GIVEN INFORMATION
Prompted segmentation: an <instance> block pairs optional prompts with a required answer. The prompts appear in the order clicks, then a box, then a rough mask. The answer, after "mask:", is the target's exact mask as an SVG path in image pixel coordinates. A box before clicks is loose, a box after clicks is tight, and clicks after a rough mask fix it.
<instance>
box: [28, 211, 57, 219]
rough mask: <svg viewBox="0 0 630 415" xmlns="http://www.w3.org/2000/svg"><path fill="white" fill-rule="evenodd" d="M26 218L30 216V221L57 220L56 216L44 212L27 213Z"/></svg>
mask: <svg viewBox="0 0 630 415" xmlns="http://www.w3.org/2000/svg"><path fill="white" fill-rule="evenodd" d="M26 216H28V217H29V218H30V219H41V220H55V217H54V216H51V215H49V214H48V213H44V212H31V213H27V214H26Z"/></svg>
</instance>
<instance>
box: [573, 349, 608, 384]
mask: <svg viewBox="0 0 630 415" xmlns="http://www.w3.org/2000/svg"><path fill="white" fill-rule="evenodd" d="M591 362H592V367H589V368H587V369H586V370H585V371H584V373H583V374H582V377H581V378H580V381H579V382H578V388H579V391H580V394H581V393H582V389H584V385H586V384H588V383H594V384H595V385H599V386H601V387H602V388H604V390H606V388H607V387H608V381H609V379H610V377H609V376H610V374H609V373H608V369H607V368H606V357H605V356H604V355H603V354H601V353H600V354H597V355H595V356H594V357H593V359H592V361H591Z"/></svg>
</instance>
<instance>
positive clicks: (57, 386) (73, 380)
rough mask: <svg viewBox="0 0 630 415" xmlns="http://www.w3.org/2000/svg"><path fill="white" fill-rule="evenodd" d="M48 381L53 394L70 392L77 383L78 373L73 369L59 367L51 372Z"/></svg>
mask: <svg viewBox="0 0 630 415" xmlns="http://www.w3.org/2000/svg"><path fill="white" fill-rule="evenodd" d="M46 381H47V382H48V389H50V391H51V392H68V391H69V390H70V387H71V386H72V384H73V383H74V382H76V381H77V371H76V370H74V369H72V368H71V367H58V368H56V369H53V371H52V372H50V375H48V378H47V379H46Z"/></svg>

TASK ITEM
Output each record exactly as it appears in the listing.

THE COMPLETED TASK
Prompted segmentation: an <instance> block pairs optional prompts with a required answer. The prompts appear in the order clicks, then a box, then a rough mask. The answer, after "mask:", is the target's exact mask as an SVG path in image pixel coordinates. A box before clicks is loose, a box after clicks is tight, and clicks after a rough mask fix it.
<instance>
box: [28, 211, 57, 219]
rough mask: <svg viewBox="0 0 630 415" xmlns="http://www.w3.org/2000/svg"><path fill="white" fill-rule="evenodd" d="M26 218L30 216V221L57 220L56 216L44 212L27 213Z"/></svg>
mask: <svg viewBox="0 0 630 415" xmlns="http://www.w3.org/2000/svg"><path fill="white" fill-rule="evenodd" d="M26 216H28V217H29V218H30V219H41V220H55V217H54V216H51V215H49V214H48V213H44V212H31V213H27V214H26Z"/></svg>
</instance>
<instance>
box: [573, 349, 608, 384]
mask: <svg viewBox="0 0 630 415" xmlns="http://www.w3.org/2000/svg"><path fill="white" fill-rule="evenodd" d="M591 362H592V367H589V368H587V369H586V370H585V371H584V373H583V374H582V377H581V378H580V381H579V382H578V388H579V391H580V394H581V393H582V389H584V385H586V384H588V383H594V384H595V385H599V386H601V387H602V388H604V390H606V388H607V387H608V381H609V379H610V377H609V376H610V374H609V373H608V369H607V368H606V357H605V356H604V355H603V354H601V353H600V354H597V355H595V356H594V357H593V359H592V361H591Z"/></svg>
</instance>
<instance>
positive clicks: (57, 386) (73, 380)
rough mask: <svg viewBox="0 0 630 415" xmlns="http://www.w3.org/2000/svg"><path fill="white" fill-rule="evenodd" d="M48 381L53 394L70 392L77 383L78 373L73 369L59 367L51 372Z"/></svg>
mask: <svg viewBox="0 0 630 415" xmlns="http://www.w3.org/2000/svg"><path fill="white" fill-rule="evenodd" d="M46 381H47V382H48V389H50V391H51V392H68V391H69V390H70V387H71V386H72V384H73V383H74V382H76V381H77V371H76V370H74V369H72V368H71V367H58V368H56V369H53V371H52V372H50V375H48V378H47V379H46Z"/></svg>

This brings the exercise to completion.